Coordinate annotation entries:
— BEGIN —
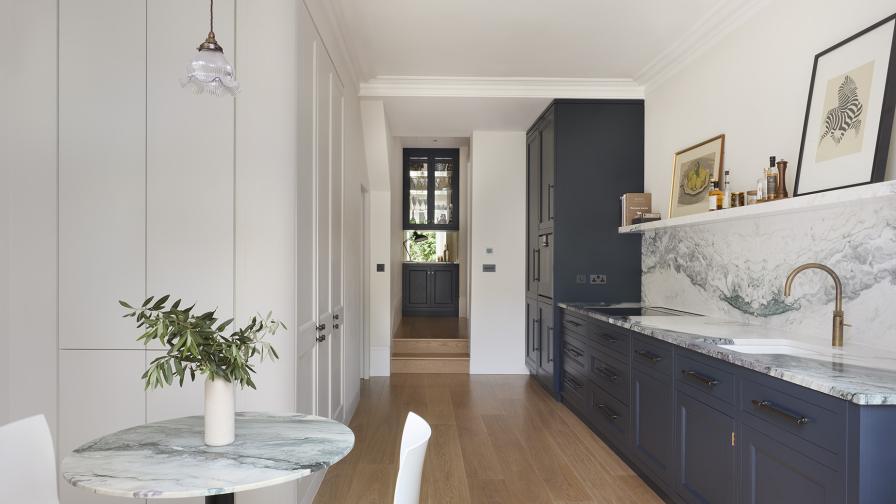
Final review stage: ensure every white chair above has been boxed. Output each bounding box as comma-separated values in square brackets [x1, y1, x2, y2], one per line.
[392, 412, 432, 504]
[0, 415, 59, 504]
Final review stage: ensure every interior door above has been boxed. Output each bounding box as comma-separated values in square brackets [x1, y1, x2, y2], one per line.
[314, 55, 333, 417]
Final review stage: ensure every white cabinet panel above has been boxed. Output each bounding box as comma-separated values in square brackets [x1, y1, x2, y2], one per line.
[58, 350, 146, 504]
[59, 0, 146, 348]
[146, 0, 238, 318]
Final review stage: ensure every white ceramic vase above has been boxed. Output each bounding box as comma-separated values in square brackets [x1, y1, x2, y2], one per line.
[205, 378, 236, 446]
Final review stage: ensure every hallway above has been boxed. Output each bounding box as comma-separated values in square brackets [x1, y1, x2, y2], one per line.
[315, 374, 661, 504]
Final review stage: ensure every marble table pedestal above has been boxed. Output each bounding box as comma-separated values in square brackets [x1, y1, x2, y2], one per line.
[62, 413, 355, 504]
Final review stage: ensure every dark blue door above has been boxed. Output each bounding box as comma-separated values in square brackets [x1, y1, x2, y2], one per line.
[632, 367, 675, 481]
[675, 390, 736, 504]
[738, 425, 843, 504]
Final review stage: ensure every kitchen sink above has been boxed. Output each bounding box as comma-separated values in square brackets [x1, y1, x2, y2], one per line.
[719, 339, 835, 358]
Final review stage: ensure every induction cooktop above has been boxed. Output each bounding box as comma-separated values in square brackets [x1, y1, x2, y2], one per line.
[588, 306, 696, 317]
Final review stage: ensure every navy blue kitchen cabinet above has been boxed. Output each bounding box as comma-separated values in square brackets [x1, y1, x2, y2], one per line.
— END —
Exercise brief: Turn the listing above into a numbered list with one item per line, skipping blank lines and leaving out the pictures.

Correct response:
1. Final review stage: ensure every white chair above has been boxed. Output each bounding box as comma-separated values in square brackets [x1, y1, x2, y2], one per line.
2. [392, 412, 432, 504]
3. [0, 415, 59, 504]
4. Final review stage: ensure every interior door above has been boxed. Output each bounding box as comma-separated values in square brackets [x1, y1, x2, y2], one per line.
5. [314, 55, 333, 417]
6. Final review stage: ensure every white cabinet panel above has been boxed. Output each bounding box as comma-separated values in square brackets [x1, y1, x2, y2], one per line.
7. [58, 350, 146, 504]
8. [59, 0, 146, 348]
9. [146, 0, 238, 318]
10. Final review stage: ensure every white ceramic vase above has been boxed. Output each bounding box as comma-separated values in square brackets [x1, y1, x2, y2], one per line.
11. [205, 378, 236, 446]
12. Final review stage: ensure every hallway above has been boxed. Output each bounding box as comma-separated values in square brackets [x1, y1, x2, y2], one per line.
13. [315, 374, 661, 504]
14. Final review stage: ensure every marble table pedestal above has been boxed. Output each bounding box as comma-separated values in square brackets [x1, y1, x2, y2], one per line.
15. [62, 413, 355, 504]
16. Final review stage: ensure every dark blue door above has been boxed. Output each bounding box as comma-separated values in square brackets [x1, y1, x2, y2], one per line.
17. [632, 367, 675, 481]
18. [675, 390, 736, 504]
19. [738, 425, 843, 504]
20. Final review stage: ensure every kitchen sink above has been boxed. Output each bounding box as comma-separated values in square brackets [x1, y1, x2, y2], one per line.
21. [719, 339, 835, 358]
22. Final review stage: ensure every induction cooktop above has been boxed. Output each bounding box as comma-separated values in square brackets [x1, y1, x2, y2], one per line.
23. [588, 306, 696, 317]
24. Final review stage: ensure every navy blue kitchen cabinet above has been boxed. Output each bounding box as comma-separated values in square brackets [x1, y1, x2, y2], one per line.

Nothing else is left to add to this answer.